## Given instruction
Reproduce the closing part of the entries exactly: the line with "the snow slope" and all lines after it, ending with the last line, and nothing else.

[START Data provided]

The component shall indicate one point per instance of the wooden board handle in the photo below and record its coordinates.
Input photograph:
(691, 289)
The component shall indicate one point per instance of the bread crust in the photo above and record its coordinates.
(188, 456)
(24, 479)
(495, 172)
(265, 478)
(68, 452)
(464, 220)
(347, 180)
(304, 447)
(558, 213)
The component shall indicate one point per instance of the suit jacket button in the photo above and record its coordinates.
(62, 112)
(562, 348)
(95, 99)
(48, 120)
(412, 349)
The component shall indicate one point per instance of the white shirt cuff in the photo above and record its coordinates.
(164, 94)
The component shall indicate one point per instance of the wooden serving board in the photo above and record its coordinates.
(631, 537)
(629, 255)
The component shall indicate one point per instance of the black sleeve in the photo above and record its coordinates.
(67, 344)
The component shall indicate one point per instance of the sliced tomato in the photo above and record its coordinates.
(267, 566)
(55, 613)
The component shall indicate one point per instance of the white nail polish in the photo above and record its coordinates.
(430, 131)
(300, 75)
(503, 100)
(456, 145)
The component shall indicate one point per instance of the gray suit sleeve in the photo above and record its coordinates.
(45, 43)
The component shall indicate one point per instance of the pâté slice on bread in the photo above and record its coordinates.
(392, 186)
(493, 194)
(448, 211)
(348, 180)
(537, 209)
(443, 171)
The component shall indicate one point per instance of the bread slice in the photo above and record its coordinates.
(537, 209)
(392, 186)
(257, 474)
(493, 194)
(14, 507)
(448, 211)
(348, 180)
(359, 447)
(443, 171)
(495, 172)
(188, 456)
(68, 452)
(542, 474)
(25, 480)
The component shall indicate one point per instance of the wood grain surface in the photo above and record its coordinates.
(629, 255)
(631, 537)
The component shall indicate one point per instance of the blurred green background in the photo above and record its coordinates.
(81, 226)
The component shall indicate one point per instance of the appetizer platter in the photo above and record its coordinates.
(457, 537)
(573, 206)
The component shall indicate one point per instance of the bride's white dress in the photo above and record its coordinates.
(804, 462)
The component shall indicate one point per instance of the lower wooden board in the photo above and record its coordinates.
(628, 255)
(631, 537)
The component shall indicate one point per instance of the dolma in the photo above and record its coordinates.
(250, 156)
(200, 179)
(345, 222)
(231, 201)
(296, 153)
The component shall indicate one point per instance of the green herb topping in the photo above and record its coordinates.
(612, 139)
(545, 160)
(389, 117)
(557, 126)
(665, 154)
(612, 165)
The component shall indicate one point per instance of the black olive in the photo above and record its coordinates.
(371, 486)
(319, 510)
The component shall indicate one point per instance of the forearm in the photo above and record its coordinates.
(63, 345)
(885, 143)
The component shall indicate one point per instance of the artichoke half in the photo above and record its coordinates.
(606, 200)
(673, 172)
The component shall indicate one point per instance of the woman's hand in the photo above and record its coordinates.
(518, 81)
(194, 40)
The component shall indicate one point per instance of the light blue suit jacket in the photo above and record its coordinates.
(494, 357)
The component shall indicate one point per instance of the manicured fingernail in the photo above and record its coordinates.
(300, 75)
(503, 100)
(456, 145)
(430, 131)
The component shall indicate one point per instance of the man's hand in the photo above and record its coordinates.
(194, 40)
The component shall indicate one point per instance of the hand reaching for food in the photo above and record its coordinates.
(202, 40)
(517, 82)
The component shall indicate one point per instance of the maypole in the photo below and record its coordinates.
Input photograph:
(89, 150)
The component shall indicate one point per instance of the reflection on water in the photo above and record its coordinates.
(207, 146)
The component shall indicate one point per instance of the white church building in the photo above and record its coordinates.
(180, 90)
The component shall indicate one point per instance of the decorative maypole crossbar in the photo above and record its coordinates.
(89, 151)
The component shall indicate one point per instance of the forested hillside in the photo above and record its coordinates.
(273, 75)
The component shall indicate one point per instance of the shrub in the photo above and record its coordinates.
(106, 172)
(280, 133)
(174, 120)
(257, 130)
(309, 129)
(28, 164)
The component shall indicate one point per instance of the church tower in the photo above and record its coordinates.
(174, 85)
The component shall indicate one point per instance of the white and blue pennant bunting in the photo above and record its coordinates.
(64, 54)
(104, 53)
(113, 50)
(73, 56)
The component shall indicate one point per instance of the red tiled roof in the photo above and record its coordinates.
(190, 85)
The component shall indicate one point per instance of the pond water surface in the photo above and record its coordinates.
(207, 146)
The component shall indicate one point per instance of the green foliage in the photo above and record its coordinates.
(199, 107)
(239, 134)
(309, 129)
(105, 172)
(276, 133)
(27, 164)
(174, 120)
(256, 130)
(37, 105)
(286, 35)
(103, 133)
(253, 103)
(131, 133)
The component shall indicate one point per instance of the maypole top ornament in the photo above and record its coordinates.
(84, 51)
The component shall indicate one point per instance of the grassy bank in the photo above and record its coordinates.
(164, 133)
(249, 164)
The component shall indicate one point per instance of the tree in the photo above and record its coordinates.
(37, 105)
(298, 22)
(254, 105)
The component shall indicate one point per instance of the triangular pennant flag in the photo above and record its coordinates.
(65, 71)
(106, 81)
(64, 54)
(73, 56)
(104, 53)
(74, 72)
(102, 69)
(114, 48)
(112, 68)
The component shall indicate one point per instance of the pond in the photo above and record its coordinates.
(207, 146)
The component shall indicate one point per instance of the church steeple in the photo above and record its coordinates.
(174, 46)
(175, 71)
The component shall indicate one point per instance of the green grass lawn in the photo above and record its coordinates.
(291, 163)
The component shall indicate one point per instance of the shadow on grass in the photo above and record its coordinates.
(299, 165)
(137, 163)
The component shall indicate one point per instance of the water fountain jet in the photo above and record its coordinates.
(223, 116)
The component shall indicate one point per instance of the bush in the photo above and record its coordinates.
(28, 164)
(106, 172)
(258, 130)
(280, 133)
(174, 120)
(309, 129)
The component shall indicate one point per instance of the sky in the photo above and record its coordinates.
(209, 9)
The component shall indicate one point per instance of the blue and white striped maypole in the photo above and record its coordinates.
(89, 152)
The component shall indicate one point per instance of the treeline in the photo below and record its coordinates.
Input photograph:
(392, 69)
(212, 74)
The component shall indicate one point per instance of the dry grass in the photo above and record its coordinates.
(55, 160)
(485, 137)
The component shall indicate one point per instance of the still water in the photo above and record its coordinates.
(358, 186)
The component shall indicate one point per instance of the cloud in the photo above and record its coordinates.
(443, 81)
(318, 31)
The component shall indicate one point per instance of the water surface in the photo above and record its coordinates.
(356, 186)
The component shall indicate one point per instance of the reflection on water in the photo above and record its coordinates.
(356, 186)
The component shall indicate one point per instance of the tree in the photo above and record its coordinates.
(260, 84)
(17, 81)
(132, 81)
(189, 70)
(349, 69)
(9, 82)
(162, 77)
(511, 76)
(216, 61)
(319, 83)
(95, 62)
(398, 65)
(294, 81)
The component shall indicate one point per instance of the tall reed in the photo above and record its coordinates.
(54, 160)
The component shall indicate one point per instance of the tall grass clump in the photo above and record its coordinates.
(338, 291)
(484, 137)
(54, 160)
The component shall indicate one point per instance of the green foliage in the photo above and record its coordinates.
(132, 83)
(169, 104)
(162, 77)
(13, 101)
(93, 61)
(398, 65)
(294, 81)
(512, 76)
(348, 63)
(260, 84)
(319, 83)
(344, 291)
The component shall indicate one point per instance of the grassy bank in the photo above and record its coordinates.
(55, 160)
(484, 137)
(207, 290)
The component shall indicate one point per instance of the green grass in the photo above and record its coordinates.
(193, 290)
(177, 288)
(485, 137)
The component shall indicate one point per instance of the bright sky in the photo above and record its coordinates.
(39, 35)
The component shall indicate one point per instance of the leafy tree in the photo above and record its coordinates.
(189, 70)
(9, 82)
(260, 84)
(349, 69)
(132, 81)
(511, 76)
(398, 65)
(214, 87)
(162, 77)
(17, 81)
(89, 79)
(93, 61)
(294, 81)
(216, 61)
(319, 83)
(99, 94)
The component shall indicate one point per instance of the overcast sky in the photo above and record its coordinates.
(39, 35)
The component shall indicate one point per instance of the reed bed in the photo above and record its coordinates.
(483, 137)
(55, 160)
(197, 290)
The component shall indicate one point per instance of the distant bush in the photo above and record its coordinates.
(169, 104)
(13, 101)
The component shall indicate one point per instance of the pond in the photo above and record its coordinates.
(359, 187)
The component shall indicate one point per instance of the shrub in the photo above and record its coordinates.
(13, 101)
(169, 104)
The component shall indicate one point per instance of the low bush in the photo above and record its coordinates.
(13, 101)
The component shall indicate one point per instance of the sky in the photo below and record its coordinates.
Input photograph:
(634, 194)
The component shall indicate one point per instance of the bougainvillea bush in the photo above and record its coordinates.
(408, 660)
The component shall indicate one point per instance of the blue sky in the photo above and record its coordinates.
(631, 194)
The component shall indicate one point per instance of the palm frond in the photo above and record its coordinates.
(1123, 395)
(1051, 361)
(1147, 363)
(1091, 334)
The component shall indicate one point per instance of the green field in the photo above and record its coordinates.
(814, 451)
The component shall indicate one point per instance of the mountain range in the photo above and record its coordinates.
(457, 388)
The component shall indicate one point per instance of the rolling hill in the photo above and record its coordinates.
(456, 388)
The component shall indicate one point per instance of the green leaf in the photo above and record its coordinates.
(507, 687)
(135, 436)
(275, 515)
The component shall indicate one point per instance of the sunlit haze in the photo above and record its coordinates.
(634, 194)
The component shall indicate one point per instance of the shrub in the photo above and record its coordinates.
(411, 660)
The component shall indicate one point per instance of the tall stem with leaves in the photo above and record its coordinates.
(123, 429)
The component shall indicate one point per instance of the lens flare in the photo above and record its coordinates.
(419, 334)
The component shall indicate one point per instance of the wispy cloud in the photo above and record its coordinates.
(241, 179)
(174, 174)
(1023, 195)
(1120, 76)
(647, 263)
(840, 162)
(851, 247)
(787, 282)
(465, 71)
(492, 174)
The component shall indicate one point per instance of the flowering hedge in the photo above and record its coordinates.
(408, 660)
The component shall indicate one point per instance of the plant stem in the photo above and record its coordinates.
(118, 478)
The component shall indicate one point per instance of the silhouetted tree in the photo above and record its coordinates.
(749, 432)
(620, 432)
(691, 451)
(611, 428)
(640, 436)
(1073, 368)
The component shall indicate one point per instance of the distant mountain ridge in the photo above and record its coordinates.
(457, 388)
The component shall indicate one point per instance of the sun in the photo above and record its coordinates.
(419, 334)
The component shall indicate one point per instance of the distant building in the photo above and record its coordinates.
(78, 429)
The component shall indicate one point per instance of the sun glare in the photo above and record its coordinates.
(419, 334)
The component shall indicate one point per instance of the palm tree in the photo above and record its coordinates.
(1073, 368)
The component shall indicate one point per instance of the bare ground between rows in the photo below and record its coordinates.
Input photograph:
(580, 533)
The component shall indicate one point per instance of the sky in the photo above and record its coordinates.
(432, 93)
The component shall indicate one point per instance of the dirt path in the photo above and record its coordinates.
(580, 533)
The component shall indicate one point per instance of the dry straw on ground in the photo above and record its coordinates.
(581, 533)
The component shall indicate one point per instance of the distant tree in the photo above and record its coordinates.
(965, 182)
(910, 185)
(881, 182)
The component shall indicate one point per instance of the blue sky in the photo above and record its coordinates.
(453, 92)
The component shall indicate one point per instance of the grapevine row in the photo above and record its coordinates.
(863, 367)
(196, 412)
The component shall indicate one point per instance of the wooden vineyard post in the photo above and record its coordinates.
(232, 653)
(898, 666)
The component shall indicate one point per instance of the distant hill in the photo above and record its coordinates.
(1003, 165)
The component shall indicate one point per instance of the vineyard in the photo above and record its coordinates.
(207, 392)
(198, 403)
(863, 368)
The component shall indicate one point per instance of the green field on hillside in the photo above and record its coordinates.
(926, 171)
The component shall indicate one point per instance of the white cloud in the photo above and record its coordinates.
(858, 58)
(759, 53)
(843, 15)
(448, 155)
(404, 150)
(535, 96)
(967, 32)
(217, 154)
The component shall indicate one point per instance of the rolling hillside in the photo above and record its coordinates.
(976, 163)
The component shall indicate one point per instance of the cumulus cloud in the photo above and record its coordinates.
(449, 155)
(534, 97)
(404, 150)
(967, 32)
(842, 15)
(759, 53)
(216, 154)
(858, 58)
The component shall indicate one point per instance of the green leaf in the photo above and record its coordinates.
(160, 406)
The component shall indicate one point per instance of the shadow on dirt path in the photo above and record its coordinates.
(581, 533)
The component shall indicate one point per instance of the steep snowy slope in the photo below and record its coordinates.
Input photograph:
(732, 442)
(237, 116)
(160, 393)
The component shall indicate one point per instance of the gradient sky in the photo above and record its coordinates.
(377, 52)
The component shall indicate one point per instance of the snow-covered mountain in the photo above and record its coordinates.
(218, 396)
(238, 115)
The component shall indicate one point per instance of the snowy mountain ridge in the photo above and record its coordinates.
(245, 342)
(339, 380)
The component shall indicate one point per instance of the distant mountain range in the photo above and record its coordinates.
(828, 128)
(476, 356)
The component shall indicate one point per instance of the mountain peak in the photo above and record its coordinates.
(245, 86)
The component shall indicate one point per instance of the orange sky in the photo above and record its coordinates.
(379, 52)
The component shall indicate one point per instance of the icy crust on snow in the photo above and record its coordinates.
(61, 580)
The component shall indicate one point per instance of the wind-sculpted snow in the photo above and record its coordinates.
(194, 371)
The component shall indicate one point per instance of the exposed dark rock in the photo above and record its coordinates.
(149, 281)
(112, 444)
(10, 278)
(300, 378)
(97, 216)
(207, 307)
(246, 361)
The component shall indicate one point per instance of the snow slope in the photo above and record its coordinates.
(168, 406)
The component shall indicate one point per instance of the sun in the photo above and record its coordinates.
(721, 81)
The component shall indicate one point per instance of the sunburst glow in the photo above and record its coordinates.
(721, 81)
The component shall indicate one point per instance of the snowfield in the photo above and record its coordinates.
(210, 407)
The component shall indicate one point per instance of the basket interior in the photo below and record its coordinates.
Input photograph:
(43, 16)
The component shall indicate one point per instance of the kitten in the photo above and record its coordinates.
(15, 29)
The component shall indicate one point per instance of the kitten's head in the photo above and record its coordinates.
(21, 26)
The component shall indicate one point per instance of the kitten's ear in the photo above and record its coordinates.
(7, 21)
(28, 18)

[END Data provided]

## Expected output
The component shall indicate one point per instance of the snow slope in the photo above and record its coordinates.
(168, 406)
The component shall indicate one point per instance of the sun in the photo above and record its coordinates.
(721, 81)
The component shall indicate one point per instance of the sunburst glow in the photo above and record its coordinates.
(721, 81)
The component shall indicate one point per instance of the snowfield in the photo above and record its coordinates.
(210, 407)
The component shall indicate one point per instance of the basket interior in the photo below and record its coordinates.
Input photograph:
(43, 16)
The component shall indicate one point per instance of the kitten in the photo above and record its coordinates.
(15, 29)
The component shall indicate one point per instance of the kitten's head in the photo above and record its coordinates.
(21, 26)
The component shall indicate one point per instance of the kitten's ear in the photo above and record its coordinates.
(7, 21)
(28, 18)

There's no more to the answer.